Required action: Copy exactly the lines that run from the one containing "background in this photo." through the end of the entries, both ends included.

(Dataset entries)
•••
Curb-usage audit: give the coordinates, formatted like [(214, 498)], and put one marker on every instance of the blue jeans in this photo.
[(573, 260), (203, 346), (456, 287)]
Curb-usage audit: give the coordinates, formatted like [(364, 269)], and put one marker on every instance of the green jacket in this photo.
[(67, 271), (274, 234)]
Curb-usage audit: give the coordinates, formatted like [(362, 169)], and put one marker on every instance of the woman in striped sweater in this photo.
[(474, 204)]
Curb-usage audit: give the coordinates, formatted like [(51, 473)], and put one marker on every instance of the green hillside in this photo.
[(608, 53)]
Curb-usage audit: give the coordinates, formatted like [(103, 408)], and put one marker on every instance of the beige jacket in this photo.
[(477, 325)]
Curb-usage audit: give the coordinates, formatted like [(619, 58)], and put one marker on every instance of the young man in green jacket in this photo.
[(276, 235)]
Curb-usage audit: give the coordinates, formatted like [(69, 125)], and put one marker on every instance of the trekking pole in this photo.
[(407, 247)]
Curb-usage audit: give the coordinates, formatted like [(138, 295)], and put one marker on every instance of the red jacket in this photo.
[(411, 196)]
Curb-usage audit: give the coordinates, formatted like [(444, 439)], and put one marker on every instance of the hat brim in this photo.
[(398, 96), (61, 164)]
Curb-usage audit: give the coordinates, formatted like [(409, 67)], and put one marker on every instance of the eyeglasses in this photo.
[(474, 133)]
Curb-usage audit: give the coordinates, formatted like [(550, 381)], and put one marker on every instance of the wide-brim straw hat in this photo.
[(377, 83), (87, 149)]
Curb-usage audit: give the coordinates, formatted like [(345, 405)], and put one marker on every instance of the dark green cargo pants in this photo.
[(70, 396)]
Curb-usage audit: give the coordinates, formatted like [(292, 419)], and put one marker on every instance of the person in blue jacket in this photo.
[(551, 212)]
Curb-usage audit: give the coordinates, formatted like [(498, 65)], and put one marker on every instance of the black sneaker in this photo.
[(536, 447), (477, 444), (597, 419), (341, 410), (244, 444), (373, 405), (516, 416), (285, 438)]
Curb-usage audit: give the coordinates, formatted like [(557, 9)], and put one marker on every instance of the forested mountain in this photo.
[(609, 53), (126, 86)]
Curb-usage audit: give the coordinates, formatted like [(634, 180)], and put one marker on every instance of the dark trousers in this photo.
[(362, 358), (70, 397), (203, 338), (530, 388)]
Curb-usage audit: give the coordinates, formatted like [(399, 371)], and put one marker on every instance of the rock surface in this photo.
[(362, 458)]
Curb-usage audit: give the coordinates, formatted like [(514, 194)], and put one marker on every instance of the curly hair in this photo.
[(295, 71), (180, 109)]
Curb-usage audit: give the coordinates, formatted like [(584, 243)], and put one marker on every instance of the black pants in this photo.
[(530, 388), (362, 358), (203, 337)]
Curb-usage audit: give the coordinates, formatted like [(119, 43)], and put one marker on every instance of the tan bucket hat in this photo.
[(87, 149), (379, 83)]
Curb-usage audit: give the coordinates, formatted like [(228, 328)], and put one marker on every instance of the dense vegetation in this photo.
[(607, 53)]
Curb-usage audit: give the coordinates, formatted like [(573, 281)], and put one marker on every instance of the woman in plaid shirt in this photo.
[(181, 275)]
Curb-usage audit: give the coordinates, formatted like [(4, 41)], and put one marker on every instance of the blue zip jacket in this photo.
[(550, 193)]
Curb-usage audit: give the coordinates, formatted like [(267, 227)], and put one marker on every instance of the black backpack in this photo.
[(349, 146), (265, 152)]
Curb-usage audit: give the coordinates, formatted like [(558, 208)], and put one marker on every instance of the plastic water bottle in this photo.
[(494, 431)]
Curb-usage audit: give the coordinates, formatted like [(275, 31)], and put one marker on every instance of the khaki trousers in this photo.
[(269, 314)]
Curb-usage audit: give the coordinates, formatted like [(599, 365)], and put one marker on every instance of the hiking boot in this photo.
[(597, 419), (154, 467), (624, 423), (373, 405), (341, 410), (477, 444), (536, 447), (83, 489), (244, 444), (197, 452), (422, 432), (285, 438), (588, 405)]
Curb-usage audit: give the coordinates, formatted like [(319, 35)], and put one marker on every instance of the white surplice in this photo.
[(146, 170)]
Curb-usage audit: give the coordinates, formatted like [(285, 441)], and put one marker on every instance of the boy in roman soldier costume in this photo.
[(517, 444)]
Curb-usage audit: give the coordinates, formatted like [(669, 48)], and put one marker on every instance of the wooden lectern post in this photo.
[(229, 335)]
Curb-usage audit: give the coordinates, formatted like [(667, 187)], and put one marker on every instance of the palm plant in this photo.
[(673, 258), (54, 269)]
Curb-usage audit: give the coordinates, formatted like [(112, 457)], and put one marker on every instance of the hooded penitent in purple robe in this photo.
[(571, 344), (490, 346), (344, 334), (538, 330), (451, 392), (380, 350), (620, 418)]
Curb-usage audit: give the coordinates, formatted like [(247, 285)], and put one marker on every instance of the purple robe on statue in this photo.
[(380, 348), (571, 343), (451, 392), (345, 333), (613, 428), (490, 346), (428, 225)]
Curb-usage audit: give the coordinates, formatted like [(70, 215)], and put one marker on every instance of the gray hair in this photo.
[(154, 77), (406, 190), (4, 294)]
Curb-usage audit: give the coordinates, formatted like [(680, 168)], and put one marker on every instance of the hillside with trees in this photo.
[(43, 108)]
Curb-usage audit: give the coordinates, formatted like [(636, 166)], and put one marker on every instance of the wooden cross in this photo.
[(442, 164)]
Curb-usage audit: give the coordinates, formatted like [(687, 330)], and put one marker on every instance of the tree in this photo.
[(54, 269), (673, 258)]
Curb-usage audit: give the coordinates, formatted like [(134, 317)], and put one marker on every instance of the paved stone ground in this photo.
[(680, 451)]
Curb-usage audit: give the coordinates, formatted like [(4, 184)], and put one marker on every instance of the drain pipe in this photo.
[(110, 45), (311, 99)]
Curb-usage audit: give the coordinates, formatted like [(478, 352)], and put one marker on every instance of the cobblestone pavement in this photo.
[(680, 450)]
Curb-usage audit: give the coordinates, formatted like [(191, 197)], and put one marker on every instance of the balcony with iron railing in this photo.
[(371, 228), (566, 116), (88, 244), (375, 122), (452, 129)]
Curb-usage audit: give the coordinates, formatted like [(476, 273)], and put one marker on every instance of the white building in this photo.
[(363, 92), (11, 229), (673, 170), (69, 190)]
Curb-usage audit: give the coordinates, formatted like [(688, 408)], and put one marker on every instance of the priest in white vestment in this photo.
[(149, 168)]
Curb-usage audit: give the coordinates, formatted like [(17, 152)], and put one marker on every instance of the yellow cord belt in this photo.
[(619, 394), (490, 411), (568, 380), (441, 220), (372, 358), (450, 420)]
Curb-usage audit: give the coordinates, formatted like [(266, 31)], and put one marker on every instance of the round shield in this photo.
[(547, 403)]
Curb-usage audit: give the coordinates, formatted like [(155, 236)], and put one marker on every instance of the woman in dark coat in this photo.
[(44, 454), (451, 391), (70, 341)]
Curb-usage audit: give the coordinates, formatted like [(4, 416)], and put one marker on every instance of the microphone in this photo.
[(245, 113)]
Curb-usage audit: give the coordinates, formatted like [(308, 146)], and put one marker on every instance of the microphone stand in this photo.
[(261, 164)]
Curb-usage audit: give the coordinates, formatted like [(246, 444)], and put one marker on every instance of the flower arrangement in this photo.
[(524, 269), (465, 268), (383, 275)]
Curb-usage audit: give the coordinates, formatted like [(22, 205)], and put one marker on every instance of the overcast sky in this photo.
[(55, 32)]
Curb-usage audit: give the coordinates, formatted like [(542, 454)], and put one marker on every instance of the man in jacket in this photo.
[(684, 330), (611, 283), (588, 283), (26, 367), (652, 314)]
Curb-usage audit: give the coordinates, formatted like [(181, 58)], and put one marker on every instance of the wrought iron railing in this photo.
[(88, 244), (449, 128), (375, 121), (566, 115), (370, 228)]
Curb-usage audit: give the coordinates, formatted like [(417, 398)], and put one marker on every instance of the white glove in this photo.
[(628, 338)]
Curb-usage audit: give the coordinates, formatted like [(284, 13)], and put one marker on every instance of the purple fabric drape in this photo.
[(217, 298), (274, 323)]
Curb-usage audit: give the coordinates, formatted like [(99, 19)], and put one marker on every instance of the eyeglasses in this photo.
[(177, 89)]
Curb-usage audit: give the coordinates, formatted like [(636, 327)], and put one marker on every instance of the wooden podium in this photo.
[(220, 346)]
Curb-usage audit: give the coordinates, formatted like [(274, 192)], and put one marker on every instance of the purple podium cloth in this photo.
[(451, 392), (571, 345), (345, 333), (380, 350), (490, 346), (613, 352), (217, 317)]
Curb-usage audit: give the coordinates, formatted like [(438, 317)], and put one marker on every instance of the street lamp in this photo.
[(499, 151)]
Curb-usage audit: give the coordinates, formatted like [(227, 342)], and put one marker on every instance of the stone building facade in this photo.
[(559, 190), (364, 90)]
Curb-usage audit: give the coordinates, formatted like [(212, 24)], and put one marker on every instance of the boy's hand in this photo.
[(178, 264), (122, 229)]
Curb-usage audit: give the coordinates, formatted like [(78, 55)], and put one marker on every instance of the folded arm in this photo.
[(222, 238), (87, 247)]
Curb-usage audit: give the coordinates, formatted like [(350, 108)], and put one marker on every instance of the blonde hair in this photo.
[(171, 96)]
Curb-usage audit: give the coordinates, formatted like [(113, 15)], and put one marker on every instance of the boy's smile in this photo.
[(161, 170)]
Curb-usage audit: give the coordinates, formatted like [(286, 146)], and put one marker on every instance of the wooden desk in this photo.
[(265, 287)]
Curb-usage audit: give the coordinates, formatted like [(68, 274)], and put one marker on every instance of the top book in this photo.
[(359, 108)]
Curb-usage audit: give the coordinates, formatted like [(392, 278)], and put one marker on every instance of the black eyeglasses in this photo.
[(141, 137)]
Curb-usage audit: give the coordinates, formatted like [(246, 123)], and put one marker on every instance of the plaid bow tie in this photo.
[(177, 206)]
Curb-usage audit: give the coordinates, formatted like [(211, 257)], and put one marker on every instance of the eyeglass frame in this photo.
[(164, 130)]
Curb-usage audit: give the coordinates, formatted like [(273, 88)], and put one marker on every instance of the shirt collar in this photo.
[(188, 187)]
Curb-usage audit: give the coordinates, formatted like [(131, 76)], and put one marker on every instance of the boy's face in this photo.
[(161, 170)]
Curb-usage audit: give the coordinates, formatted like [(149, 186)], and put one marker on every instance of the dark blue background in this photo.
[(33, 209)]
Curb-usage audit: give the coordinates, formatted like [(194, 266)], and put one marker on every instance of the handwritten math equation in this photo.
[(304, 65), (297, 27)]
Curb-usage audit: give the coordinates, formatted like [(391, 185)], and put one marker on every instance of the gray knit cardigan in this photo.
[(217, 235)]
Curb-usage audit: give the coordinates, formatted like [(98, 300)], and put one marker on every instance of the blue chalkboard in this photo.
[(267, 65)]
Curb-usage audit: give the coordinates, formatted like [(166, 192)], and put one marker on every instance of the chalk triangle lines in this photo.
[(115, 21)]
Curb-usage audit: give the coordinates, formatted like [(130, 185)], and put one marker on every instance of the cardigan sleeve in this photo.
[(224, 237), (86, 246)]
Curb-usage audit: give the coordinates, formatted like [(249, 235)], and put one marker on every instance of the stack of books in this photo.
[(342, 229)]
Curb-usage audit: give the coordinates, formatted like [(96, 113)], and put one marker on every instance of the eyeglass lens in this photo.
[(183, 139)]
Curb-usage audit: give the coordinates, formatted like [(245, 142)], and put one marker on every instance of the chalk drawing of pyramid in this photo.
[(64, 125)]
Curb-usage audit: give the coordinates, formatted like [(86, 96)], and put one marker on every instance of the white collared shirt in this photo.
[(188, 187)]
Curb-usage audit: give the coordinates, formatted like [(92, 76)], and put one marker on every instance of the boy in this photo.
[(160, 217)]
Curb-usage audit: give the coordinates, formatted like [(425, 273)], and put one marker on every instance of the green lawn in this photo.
•••
Response:
Curb-usage audit: give the coordinates, formatted like [(149, 186)], and put one marker on every instance of the dark blue background in this photo.
[(33, 209)]
Curb-usage audit: give the coordinates, formatted like [(194, 266)], and put one marker on every instance of the handwritten math equation in this photo.
[(304, 65), (297, 27)]
Curb-usage audit: give the coordinates, formatted like [(391, 185)], and put one marker on every instance of the gray knit cardigan in this photo.
[(217, 235)]
Curb-usage audit: give the coordinates, formatted like [(98, 300)], and put one marker on every instance of the blue chalkboard in this photo.
[(267, 65)]
Curb-usage audit: give the coordinates, formatted like [(166, 192)], and put one marker on every instance of the chalk triangle lines in this photo.
[(115, 21)]
Curb-usage audit: give the coordinates, formatted like [(130, 185)], and put one marker on every instance of the cardigan sleeve in this photo.
[(224, 237), (86, 246)]
Curb-usage audit: give the coordinates, formatted like [(249, 235)], and put one marker on every instance of the stack of books in this photo.
[(342, 229)]
Curb-usage audit: give the coordinates, formatted like [(96, 113)], and put one marker on every instance of the eyeglass lens in this photo.
[(183, 139)]
Curb-usage audit: give the coordinates, formatted like [(245, 142)], and put one marker on every instance of the chalk drawing of pyramid in this photo.
[(64, 125)]
Curb-usage audit: give the coordinates, formatted like [(86, 96)], and put one marker on every instance of the white collared shirt in this photo.
[(188, 187)]
Curb-usage audit: give the coordinates, formatted like [(92, 76)], and put one marker on every instance of the boy in this photo.
[(160, 217)]
Curb-usage audit: give the coordinates, formatted like [(425, 273)], and put one marker on every instance of the green lawn in this photo.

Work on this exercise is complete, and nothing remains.